→ **PROBLEM TO WORK ON**: Each line of the listing that contains the word "below" is to be copied.

→ **SOURCE DATA**:

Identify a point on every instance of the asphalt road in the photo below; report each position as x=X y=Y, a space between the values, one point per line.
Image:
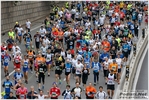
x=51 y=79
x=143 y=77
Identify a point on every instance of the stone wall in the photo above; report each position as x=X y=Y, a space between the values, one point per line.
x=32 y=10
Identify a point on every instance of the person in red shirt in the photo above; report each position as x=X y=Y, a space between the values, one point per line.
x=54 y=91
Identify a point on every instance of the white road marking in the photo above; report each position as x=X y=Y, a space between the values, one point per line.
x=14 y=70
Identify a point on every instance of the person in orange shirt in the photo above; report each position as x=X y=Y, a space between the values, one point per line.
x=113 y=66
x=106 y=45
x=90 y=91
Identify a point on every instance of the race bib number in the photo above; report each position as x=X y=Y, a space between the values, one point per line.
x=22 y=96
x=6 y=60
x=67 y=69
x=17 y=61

==

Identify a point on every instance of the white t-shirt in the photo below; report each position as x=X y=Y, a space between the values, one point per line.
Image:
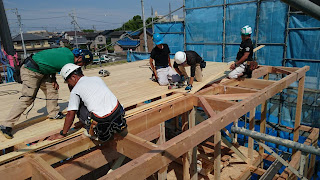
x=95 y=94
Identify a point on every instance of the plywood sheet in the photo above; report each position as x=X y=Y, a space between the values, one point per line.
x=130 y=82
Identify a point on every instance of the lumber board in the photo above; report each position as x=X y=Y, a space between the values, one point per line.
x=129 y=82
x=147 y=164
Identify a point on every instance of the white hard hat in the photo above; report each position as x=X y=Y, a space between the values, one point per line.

→ **WRITTEN SOLUTION**:
Identify a point on every instance of the asphalt road in the photo below; report each position as x=X y=Y, a space between the values, one point per line.
Identify a point on every instance of the white t-shirt in the photo below; report each position as x=X y=Y, a space between the values, one point per line.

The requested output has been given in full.